> Goal of the exercise
For every line in the material below that holds "concrete", report the line.

========

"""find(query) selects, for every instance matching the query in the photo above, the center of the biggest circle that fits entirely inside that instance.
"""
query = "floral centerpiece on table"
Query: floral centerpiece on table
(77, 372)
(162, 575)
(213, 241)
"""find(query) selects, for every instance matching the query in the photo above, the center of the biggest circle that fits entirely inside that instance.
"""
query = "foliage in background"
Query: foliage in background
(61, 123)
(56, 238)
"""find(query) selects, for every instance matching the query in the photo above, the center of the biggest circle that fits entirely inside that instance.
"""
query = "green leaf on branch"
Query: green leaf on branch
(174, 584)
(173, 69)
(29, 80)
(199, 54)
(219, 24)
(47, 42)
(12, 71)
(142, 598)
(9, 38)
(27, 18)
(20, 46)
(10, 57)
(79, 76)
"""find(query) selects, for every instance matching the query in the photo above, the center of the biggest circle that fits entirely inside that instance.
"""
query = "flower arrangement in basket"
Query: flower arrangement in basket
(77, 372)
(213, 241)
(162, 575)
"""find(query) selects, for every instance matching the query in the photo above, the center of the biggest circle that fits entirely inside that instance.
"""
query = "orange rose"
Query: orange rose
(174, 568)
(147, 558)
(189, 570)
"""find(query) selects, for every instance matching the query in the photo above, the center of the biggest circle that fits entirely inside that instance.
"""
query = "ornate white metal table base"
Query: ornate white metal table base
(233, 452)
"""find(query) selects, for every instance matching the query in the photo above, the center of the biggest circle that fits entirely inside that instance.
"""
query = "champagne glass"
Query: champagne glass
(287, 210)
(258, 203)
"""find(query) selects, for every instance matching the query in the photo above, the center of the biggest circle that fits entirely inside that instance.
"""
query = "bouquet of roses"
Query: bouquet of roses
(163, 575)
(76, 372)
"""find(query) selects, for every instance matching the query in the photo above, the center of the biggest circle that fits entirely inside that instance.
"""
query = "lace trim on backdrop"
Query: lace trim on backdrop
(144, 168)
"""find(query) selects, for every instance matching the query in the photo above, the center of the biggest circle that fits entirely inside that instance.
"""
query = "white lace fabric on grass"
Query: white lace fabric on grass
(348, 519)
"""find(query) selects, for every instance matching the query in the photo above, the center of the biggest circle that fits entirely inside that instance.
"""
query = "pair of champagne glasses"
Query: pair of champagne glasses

========

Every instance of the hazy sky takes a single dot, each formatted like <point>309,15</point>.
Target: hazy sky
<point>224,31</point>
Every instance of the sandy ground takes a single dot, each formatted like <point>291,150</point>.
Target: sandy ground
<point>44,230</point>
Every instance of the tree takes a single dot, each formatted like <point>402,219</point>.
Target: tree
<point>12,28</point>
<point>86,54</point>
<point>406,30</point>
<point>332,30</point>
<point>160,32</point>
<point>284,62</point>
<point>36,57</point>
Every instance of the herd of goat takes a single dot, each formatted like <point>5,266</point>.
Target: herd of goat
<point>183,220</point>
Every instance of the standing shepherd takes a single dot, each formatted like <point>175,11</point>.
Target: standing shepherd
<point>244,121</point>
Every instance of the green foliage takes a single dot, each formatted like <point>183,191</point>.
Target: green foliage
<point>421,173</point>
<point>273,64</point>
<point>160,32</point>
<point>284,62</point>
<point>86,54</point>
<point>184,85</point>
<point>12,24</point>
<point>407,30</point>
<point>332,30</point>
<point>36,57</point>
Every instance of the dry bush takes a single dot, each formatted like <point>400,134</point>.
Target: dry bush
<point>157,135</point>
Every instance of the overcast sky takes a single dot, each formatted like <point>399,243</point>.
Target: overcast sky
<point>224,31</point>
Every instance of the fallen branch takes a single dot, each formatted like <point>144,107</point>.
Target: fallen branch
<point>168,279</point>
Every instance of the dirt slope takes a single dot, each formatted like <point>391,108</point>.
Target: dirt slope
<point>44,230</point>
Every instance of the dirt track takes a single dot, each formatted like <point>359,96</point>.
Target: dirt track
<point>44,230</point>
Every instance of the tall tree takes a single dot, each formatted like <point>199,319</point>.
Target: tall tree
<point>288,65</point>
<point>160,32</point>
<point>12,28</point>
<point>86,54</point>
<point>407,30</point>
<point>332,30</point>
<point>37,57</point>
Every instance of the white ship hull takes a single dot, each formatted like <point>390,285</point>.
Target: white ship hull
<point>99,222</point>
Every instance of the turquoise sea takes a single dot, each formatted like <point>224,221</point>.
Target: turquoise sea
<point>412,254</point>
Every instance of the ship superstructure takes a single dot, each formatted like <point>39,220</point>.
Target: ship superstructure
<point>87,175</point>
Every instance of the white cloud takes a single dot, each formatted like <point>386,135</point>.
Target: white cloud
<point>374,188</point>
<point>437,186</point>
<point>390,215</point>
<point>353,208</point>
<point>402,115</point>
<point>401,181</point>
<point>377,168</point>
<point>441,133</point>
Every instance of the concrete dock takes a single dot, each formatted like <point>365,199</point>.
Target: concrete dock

========

> Reply
Every instance of the concrete dock takes a single dot, each formatted like <point>365,199</point>.
Target: concrete dock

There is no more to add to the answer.